= Problem to work on =
Print verbatim every line of the items from the one containing "brown branch, one" through the final line of the items, both ends included.

= Provided data =
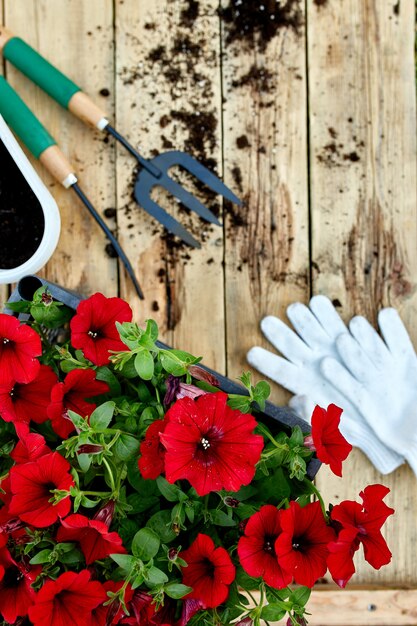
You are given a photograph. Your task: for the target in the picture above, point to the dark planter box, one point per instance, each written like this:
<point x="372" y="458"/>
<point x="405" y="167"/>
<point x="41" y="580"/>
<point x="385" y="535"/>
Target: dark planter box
<point x="272" y="414"/>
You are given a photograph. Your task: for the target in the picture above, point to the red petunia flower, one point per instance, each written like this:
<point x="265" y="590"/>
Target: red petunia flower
<point x="210" y="444"/>
<point x="93" y="328"/>
<point x="16" y="591"/>
<point x="93" y="536"/>
<point x="152" y="462"/>
<point x="332" y="448"/>
<point x="256" y="549"/>
<point x="23" y="402"/>
<point x="71" y="395"/>
<point x="108" y="614"/>
<point x="302" y="546"/>
<point x="31" y="485"/>
<point x="29" y="448"/>
<point x="67" y="601"/>
<point x="209" y="571"/>
<point x="360" y="523"/>
<point x="19" y="347"/>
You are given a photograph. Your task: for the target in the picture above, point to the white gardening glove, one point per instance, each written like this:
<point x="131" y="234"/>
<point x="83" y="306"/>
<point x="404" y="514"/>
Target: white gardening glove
<point x="318" y="327"/>
<point x="379" y="378"/>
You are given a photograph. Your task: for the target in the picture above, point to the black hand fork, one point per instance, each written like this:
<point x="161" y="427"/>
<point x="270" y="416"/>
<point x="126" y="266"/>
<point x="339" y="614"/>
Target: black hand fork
<point x="154" y="171"/>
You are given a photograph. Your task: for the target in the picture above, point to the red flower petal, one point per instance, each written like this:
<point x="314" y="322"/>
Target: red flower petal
<point x="93" y="536"/>
<point x="31" y="485"/>
<point x="210" y="444"/>
<point x="93" y="328"/>
<point x="256" y="549"/>
<point x="19" y="347"/>
<point x="23" y="402"/>
<point x="332" y="448"/>
<point x="67" y="601"/>
<point x="302" y="546"/>
<point x="209" y="571"/>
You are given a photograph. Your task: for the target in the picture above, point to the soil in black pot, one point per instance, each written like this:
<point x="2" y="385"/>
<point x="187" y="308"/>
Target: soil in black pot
<point x="21" y="217"/>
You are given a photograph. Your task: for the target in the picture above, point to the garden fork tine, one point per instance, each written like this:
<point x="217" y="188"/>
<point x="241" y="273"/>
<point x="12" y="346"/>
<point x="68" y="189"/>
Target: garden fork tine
<point x="154" y="171"/>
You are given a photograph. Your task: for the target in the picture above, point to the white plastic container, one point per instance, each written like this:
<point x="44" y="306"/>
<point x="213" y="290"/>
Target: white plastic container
<point x="52" y="221"/>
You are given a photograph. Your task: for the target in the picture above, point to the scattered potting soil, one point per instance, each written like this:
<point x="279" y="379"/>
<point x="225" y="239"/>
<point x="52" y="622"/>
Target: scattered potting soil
<point x="21" y="217"/>
<point x="252" y="22"/>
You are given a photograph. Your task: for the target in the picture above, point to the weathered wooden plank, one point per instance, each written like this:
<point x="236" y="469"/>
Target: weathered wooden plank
<point x="78" y="38"/>
<point x="361" y="607"/>
<point x="168" y="97"/>
<point x="265" y="154"/>
<point x="363" y="204"/>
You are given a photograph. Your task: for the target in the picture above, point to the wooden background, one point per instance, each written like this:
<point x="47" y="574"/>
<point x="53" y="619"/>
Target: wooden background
<point x="314" y="128"/>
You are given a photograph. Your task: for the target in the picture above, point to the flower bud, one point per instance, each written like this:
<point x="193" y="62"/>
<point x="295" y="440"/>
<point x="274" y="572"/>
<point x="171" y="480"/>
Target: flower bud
<point x="105" y="514"/>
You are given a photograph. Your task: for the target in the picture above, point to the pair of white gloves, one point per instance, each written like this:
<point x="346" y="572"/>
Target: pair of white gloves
<point x="372" y="378"/>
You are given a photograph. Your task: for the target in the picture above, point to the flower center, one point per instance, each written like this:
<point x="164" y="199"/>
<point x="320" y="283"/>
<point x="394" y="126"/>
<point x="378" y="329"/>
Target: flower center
<point x="204" y="443"/>
<point x="269" y="544"/>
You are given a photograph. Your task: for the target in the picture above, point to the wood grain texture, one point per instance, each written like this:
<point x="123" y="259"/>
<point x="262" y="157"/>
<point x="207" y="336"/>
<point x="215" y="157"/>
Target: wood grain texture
<point x="363" y="205"/>
<point x="361" y="607"/>
<point x="265" y="151"/>
<point x="78" y="38"/>
<point x="168" y="84"/>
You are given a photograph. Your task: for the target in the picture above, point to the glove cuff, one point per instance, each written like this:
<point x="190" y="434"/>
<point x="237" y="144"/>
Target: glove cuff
<point x="382" y="458"/>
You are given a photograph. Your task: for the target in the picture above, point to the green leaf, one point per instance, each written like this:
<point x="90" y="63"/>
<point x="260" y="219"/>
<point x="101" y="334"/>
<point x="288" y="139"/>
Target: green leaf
<point x="78" y="421"/>
<point x="220" y="518"/>
<point x="301" y="596"/>
<point x="41" y="557"/>
<point x="125" y="561"/>
<point x="144" y="364"/>
<point x="239" y="403"/>
<point x="145" y="544"/>
<point x="177" y="590"/>
<point x="84" y="461"/>
<point x="125" y="446"/>
<point x="171" y="492"/>
<point x="105" y="374"/>
<point x="101" y="417"/>
<point x="155" y="576"/>
<point x="161" y="524"/>
<point x="273" y="612"/>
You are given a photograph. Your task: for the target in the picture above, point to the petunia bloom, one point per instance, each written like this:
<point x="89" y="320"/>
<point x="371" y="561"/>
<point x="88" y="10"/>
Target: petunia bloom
<point x="256" y="549"/>
<point x="301" y="547"/>
<point x="152" y="461"/>
<point x="107" y="614"/>
<point x="93" y="328"/>
<point x="67" y="601"/>
<point x="210" y="444"/>
<point x="16" y="591"/>
<point x="96" y="542"/>
<point x="19" y="347"/>
<point x="25" y="402"/>
<point x="72" y="395"/>
<point x="359" y="523"/>
<point x="32" y="484"/>
<point x="29" y="448"/>
<point x="331" y="447"/>
<point x="209" y="571"/>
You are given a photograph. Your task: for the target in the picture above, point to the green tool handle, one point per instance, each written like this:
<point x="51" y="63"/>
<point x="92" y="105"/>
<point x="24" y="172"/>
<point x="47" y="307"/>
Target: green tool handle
<point x="27" y="126"/>
<point x="50" y="79"/>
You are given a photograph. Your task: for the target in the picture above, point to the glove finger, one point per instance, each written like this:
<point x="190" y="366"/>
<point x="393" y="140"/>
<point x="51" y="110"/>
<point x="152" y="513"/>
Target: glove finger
<point x="275" y="367"/>
<point x="395" y="334"/>
<point x="307" y="326"/>
<point x="327" y="315"/>
<point x="371" y="342"/>
<point x="285" y="340"/>
<point x="355" y="359"/>
<point x="303" y="406"/>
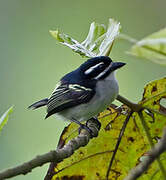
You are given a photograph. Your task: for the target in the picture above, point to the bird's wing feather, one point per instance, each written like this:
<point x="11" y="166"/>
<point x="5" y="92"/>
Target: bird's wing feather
<point x="68" y="95"/>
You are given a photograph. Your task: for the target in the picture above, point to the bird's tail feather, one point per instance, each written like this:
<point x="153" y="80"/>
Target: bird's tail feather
<point x="38" y="104"/>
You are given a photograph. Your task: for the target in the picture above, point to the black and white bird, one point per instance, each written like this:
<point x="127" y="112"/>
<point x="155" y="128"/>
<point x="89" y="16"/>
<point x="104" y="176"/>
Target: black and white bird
<point x="83" y="93"/>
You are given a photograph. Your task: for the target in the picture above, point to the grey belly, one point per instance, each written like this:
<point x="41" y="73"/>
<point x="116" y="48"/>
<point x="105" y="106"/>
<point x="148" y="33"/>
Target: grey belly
<point x="102" y="99"/>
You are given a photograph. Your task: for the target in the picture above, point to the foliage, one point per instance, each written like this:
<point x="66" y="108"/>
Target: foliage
<point x="152" y="47"/>
<point x="98" y="41"/>
<point x="4" y="118"/>
<point x="93" y="161"/>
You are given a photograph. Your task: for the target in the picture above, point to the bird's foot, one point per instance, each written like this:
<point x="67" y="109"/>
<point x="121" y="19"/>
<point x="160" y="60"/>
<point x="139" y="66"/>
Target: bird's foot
<point x="84" y="126"/>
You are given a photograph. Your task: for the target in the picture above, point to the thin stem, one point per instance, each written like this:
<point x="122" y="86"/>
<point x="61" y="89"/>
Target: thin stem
<point x="127" y="38"/>
<point x="145" y="126"/>
<point x="109" y="49"/>
<point x="133" y="106"/>
<point x="118" y="143"/>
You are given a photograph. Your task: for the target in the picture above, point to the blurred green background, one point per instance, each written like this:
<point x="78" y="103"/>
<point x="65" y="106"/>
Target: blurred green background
<point x="32" y="62"/>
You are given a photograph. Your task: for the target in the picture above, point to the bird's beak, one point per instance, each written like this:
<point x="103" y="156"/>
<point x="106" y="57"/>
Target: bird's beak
<point x="116" y="65"/>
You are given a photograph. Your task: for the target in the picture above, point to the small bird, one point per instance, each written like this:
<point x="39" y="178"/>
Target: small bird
<point x="83" y="93"/>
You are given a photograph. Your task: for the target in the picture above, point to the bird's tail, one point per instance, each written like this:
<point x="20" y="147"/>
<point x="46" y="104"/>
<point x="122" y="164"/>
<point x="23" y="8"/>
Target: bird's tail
<point x="38" y="104"/>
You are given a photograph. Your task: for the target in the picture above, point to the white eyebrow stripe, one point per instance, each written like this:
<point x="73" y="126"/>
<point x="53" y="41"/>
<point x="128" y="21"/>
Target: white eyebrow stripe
<point x="88" y="71"/>
<point x="102" y="73"/>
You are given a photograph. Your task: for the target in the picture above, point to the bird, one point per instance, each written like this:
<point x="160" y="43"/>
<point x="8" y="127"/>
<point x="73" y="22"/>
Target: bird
<point x="83" y="93"/>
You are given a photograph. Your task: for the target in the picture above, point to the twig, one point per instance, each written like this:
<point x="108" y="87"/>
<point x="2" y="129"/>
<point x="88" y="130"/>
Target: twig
<point x="54" y="156"/>
<point x="154" y="153"/>
<point x="118" y="143"/>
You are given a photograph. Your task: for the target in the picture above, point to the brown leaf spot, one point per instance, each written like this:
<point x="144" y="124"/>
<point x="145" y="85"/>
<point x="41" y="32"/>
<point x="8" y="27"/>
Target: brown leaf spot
<point x="75" y="177"/>
<point x="97" y="174"/>
<point x="61" y="142"/>
<point x="154" y="89"/>
<point x="108" y="127"/>
<point x="81" y="152"/>
<point x="130" y="139"/>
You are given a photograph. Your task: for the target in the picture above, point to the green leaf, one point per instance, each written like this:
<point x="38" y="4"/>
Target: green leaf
<point x="98" y="41"/>
<point x="152" y="47"/>
<point x="93" y="160"/>
<point x="4" y="117"/>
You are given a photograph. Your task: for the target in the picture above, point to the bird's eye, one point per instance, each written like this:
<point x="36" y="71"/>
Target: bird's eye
<point x="101" y="66"/>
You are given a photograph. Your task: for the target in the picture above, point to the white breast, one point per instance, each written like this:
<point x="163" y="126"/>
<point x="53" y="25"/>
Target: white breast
<point x="106" y="92"/>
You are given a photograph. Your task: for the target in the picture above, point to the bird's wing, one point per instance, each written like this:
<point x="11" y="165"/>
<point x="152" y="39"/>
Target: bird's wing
<point x="68" y="95"/>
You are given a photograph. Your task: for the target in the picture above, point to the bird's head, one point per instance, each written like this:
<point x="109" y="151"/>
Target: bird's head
<point x="99" y="67"/>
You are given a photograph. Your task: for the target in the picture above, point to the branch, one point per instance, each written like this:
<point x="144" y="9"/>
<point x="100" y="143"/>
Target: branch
<point x="54" y="156"/>
<point x="118" y="143"/>
<point x="154" y="153"/>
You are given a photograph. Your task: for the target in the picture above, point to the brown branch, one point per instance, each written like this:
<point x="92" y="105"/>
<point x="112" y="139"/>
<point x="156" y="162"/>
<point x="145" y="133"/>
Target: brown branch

= Response to the task =
You are given a photograph. Your task: for the target in the picture above, point to the brown branch, one point per instance, each written like this:
<point x="92" y="105"/>
<point x="112" y="139"/>
<point x="156" y="162"/>
<point x="145" y="133"/>
Target: brown branch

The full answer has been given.